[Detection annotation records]
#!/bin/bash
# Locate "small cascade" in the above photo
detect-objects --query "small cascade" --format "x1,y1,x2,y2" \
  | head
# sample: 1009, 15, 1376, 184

__Instruction__:
Extract each line above that contains the word "small", treating uppercase and lowercase as distinct.

__Written solution__:
# Locate "small cascade" in the above photo
detect-objects --query "small cascade" --format "x1,y1,x2,y2" \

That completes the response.